- **Records from a data collection**:
_ _ _ _

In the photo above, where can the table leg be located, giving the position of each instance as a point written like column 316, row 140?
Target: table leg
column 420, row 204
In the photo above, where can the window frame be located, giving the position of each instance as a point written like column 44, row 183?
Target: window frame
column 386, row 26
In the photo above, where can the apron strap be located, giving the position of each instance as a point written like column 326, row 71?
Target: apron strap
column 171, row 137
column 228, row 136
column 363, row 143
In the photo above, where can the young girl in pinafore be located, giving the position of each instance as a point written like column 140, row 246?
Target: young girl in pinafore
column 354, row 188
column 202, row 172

_ _ _ _

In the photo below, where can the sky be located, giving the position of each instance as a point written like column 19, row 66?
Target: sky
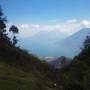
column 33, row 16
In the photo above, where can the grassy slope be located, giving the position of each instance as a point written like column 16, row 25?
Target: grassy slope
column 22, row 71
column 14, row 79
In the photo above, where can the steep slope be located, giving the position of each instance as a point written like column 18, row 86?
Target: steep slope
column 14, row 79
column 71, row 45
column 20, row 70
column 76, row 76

_ _ _ _

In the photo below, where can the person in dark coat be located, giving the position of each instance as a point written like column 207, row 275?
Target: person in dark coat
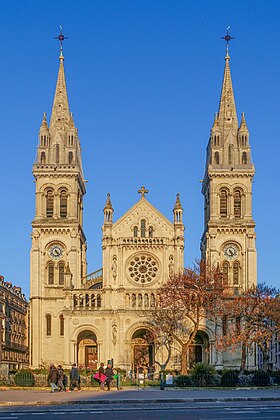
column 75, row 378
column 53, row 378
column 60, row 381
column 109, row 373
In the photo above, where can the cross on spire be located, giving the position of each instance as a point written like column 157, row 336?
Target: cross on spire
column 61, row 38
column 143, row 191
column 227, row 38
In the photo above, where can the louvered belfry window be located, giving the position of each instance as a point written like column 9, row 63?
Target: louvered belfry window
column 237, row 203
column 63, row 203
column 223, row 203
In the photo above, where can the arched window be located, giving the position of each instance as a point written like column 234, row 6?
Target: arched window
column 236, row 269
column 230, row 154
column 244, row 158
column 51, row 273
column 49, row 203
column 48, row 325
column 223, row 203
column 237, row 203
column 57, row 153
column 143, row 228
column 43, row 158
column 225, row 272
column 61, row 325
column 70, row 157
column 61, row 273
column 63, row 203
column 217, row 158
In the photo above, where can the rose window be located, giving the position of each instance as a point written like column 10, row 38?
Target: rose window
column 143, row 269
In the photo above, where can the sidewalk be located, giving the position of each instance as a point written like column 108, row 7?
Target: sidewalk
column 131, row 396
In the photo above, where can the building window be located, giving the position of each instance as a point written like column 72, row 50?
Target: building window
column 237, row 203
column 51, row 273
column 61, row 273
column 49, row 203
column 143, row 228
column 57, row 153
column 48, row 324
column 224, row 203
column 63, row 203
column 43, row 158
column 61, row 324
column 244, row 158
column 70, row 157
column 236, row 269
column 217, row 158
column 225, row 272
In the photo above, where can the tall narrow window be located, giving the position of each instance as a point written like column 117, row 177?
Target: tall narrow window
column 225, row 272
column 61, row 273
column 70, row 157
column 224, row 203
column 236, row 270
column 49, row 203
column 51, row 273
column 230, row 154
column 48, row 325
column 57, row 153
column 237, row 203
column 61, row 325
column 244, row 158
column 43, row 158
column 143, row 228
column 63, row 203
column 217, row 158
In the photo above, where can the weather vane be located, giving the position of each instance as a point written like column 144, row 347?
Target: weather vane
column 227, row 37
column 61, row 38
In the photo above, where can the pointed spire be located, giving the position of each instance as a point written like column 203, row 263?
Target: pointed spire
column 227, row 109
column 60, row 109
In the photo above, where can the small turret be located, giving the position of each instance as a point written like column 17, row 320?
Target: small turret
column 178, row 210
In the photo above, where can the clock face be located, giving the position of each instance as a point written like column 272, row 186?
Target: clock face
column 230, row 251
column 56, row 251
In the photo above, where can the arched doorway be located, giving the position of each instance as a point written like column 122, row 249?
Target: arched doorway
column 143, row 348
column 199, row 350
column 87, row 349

_ _ _ _

What is needed is each line from the records with the word "below" in it.

In the photo below, where can the sky be located, giving the position of each instance as a point written like column 19, row 66?
In the photo below, where can the person in dark coat be located, giving the position of each instance as a point written like column 207, row 275?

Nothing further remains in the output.